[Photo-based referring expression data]
----
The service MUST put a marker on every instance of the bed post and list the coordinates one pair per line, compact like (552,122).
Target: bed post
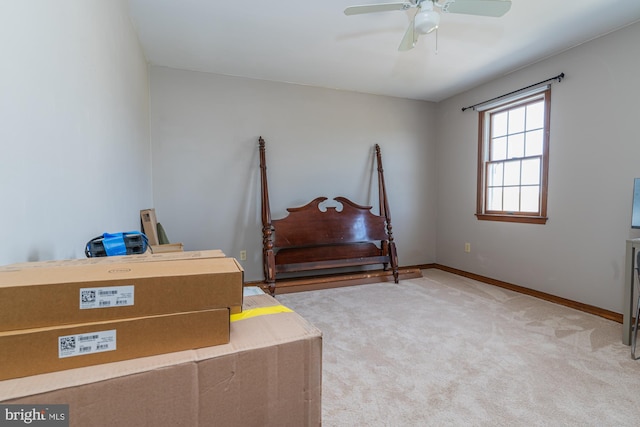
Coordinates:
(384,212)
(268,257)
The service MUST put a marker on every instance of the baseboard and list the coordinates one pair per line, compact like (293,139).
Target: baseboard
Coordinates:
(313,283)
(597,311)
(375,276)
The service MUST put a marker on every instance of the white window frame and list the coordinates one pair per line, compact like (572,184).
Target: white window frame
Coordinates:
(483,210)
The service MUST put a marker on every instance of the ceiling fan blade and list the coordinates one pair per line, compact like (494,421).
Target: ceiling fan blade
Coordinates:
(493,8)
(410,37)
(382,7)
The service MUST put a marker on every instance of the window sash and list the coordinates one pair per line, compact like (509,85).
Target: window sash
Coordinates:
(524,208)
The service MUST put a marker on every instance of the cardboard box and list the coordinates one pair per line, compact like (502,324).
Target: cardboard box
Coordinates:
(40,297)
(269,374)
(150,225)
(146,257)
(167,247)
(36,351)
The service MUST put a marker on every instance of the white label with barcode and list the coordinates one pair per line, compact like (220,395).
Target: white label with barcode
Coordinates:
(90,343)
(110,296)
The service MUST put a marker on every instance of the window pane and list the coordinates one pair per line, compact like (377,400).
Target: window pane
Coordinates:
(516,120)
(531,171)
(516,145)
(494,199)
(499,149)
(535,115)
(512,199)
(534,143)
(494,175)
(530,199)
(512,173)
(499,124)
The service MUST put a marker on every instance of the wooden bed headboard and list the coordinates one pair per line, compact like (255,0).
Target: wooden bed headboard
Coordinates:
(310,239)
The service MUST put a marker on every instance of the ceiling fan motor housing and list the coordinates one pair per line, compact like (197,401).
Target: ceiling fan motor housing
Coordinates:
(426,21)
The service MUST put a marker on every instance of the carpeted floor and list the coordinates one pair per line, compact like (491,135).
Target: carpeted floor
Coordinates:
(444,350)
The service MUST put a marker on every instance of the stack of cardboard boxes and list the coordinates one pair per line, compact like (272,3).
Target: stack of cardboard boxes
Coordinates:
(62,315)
----
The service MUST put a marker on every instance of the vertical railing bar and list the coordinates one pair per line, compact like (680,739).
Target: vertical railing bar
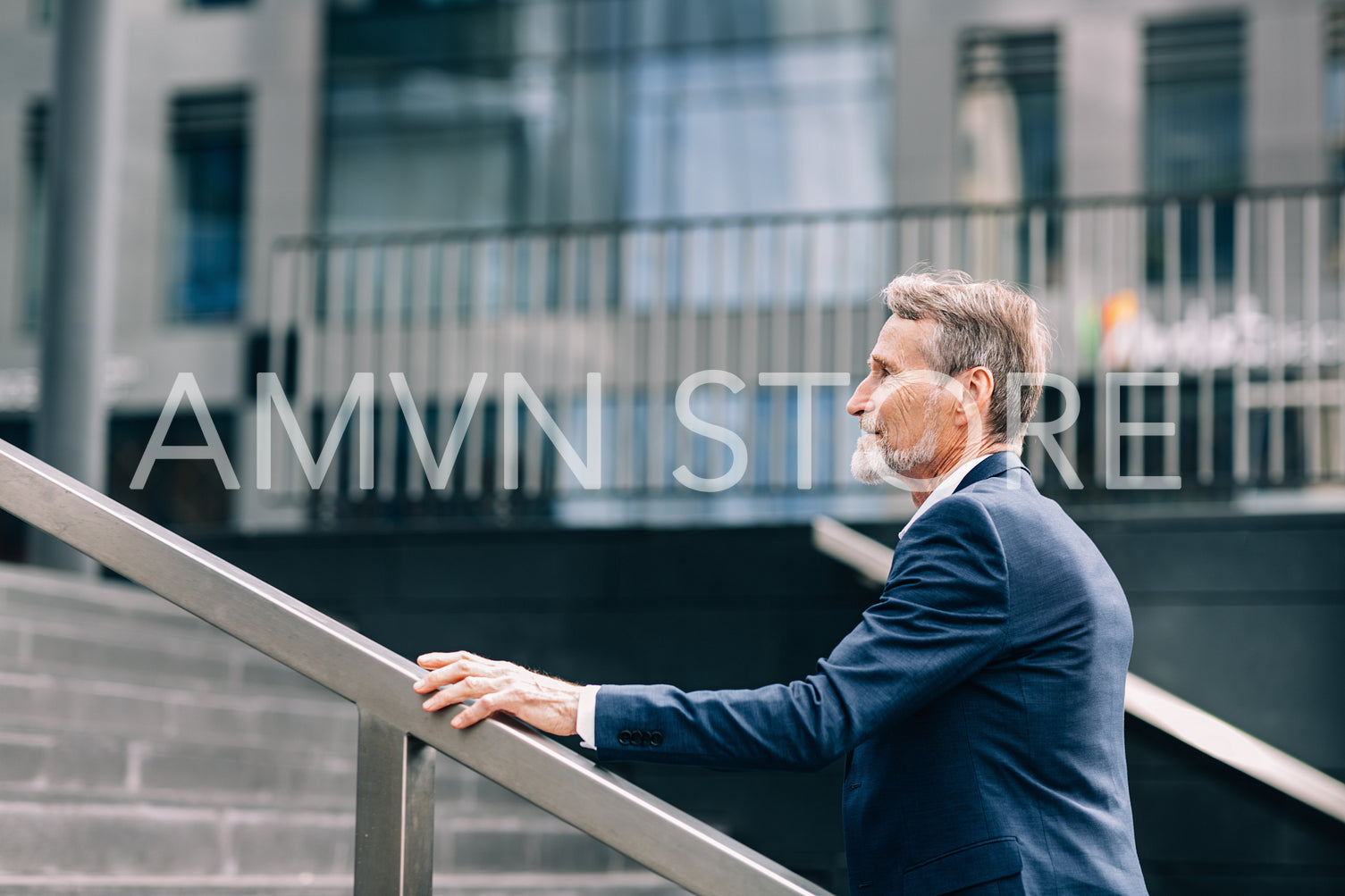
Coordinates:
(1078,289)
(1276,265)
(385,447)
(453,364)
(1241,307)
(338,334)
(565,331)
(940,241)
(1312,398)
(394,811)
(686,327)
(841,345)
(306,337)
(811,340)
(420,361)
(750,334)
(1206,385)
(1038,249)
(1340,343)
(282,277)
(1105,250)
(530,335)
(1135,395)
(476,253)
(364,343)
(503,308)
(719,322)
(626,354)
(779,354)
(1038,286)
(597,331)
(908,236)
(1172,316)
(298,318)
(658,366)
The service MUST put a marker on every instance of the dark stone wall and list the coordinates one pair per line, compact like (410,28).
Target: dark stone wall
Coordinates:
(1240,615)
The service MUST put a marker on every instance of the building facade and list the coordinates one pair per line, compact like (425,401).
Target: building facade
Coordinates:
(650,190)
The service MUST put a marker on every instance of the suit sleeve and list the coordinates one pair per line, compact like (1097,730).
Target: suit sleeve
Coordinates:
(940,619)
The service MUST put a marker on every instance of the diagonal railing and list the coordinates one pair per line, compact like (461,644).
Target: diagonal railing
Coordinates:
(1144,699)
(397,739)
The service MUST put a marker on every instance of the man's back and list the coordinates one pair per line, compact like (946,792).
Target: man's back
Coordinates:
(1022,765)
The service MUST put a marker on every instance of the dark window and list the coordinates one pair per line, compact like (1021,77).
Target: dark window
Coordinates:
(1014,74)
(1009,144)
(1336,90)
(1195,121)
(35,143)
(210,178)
----
*Work task*
Locate the lines above that contain "frame" and copy them.

*Your response*
The service MUST put a marker on every instance of the white window frame and list the coordinates one pair per line, compact like (572,184).
Target: white window frame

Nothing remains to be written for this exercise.